* start Text segment *

Whilst some groups were finding out how much it would cost in petrol to drive to different cities in Europe from Lausanne (where we live), others were trying to find holiday destinations outside of Europe from Geneva Airport that would take less than 10 hours flying time and others were creating ratio maps, this one group enquired into how we use ratios and proportions for recipes.

We began with a pancake recipe and discussed how we can say the ingredients are ratios.

We then thought about what we need to do to make different amounts of pancakes.

I asked the group to give us 3 different amounts and we recorded this on our chart. We thought of making 3, 12 and 30 pancakes.

Asking why we chose those numbers, it was explained that we could calculate the proportions more easily because of their relationship with 6 and 6 was the original recipe we are working with.

It made sense to us.

And it gave me an indicator of where this group were comfortably at with understanding strategies and problem solving these types of questions.

Children are often better teachers for themselves than we are and this helped me see that clearly. They hadn't chosen these numbers just to make it easy because the children in my class enjoy making tricky challenges for themselves and each other. They see proposing challenges as fun- that's the type of culture we have been able to create in our classroom with maths and I think that's mostly because we have stripped away the notion that maths is about getting a correct answer and that maths is actually very serious. Our last unit exploring angles introduced the idea that maths is about playing has really resonated with a lot of children- especially those who might deem themselves as 'not so good' at maths.

* end Text segment *

Exercises to complete:
1 – Which three pancake quantities did the recipe group pick in the post on ratios and recipes?
2 – According to the post on ratios and recipes, what were the other groups working on? List every activity it mentions.
3 – Write the next part of the classroom post on ratios and recipes, starting from where it ends.

* start Entries shown *

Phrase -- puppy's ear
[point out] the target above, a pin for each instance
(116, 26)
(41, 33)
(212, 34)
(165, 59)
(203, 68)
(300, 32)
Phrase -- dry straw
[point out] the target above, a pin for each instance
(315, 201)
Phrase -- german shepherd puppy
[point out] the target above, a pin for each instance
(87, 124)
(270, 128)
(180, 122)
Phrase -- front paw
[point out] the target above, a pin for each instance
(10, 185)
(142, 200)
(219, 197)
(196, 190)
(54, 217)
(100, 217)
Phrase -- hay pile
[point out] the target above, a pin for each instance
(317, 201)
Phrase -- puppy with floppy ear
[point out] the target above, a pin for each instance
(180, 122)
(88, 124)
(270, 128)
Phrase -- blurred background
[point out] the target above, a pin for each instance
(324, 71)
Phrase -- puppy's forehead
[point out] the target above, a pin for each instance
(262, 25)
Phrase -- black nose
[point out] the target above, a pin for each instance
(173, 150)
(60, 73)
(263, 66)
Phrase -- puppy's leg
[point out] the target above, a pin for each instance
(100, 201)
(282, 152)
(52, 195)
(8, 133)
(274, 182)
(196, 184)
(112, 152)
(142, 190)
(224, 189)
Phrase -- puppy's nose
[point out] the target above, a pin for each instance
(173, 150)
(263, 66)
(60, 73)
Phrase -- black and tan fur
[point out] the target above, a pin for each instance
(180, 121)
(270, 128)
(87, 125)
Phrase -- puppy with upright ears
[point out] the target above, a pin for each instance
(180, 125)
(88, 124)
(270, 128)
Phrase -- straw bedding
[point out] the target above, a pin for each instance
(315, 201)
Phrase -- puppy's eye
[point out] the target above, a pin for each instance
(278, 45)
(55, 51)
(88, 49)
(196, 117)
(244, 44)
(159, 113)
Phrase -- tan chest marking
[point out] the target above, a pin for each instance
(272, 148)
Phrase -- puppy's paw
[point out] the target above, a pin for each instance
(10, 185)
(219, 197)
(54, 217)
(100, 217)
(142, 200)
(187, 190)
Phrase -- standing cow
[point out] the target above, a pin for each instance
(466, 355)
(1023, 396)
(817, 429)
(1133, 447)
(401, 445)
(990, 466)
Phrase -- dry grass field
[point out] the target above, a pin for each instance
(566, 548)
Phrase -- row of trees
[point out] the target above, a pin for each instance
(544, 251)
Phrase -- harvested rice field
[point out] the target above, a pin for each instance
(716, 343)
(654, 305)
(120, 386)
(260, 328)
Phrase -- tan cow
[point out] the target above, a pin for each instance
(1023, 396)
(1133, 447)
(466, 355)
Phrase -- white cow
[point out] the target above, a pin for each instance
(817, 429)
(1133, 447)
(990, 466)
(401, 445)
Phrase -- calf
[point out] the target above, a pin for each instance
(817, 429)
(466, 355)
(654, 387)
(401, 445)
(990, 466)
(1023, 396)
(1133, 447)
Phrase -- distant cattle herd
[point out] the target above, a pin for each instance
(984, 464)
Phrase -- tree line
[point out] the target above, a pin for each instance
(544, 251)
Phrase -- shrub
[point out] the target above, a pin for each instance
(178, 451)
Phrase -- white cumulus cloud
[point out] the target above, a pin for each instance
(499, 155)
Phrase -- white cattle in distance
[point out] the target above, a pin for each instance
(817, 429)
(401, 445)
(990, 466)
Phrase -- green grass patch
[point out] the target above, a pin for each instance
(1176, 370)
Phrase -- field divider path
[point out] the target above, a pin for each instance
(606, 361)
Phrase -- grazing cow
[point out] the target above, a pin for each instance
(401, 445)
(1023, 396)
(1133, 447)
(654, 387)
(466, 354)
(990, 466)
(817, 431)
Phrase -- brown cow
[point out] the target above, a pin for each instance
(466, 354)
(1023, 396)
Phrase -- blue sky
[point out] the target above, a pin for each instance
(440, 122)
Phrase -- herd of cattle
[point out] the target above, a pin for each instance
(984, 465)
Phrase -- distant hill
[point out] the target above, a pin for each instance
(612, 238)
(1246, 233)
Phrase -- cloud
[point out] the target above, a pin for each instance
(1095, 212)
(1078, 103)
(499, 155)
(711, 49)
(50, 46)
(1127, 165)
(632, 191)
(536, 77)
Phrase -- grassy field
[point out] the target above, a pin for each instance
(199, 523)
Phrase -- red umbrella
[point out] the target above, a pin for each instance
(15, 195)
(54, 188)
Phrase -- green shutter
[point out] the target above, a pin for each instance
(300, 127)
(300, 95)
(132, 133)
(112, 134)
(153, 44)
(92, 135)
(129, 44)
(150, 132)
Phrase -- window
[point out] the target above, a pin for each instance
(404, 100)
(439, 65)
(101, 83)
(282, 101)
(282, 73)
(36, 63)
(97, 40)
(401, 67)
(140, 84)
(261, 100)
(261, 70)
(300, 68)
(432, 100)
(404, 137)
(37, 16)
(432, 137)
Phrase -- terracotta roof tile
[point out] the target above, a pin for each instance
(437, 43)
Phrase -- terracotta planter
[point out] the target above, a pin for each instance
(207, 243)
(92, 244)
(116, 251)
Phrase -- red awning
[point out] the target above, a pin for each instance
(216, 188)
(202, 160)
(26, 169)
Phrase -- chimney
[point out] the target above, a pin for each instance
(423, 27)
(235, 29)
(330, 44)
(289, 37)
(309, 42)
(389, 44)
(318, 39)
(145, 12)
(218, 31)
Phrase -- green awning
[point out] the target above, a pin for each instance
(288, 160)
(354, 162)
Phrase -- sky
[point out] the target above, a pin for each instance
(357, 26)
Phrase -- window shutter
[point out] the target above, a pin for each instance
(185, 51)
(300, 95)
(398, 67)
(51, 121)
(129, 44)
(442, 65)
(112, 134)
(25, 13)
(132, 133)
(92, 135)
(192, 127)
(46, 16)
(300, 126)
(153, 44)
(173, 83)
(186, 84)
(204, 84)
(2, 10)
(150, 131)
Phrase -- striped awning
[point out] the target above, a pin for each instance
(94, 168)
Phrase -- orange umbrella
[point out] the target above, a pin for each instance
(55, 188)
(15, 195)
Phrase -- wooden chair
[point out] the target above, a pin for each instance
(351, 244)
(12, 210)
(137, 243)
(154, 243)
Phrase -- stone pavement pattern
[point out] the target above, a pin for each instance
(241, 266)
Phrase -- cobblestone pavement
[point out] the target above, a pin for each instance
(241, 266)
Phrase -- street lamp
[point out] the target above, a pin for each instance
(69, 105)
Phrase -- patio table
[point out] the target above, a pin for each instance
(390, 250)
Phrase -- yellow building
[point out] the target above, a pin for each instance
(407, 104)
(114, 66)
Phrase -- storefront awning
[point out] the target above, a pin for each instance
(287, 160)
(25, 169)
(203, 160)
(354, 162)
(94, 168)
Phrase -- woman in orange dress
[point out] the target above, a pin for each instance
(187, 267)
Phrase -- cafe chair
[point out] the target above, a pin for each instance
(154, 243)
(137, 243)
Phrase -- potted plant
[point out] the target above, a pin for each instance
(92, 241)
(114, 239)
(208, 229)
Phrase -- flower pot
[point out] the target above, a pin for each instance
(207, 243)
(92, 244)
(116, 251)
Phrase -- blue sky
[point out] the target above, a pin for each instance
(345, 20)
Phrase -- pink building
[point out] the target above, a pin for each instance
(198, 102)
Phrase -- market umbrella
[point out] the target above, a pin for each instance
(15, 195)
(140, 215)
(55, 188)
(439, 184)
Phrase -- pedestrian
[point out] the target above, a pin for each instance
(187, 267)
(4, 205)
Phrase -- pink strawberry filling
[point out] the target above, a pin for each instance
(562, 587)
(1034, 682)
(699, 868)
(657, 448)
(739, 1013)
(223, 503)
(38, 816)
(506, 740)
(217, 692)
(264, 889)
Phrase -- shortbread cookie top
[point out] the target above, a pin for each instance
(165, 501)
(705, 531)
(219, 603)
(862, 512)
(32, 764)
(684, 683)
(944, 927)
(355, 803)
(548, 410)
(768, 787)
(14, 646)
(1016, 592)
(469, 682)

* end Entries shown *

Per-task answers:
1 – They picked 3, 12 and 30 pancakes.

2 –
- Working out how much petrol would cost to drive from Lausanne to different cities in Europe
- Finding holiday destinations outside Europe that can be reached from Geneva Airport in under 10 hours of flying time
- Creating ratio maps

3 –
These selected numbers of 3, 12 and 30 told me a lot`

So we started with imagining we only wanted to make 3 pancakes.

What do we need to do with the ingredients?

- Halve them.

Why?

- Because half of 6 is 3.

Do we have any other suggestions?

We didn't, so we halved them all and placed the pictures in the column to help us visualise it.

What if we want to make 12 pancakes?

- We should double the ingredients?

Why?

- Because when we double 6 we get 12.

Can we think of another reason why we should double them?

- Because half of 12 is 6.

Any other ideas?

We didn't so we doubled the ingredients placing the images in the column.

Let's take a close look at our pictures. Do the proportions make sense when we compare them to the original recipe? We thought they did.

Let's say we have some guests at our house so now we want to make 30 pancakes.

What do we need to do to the ingredients in our recipe?

Quite a few different suggestions were shared:

- We can't do it because doubling 12 is 24.

- We could create a ratio table and see what we get when we reach 30.

- We should multiply the ingredients by 5 because 30 divided by 6 is 5.

- We could multiply the ingredients by 10 to make 60 pancakes and then halve them to make 30.

Listening to all our suggestions, what new thoughts do we have?

We shared our thoughts using reasoning skills. Which strategies made sense to us, which seemed easier to do etc?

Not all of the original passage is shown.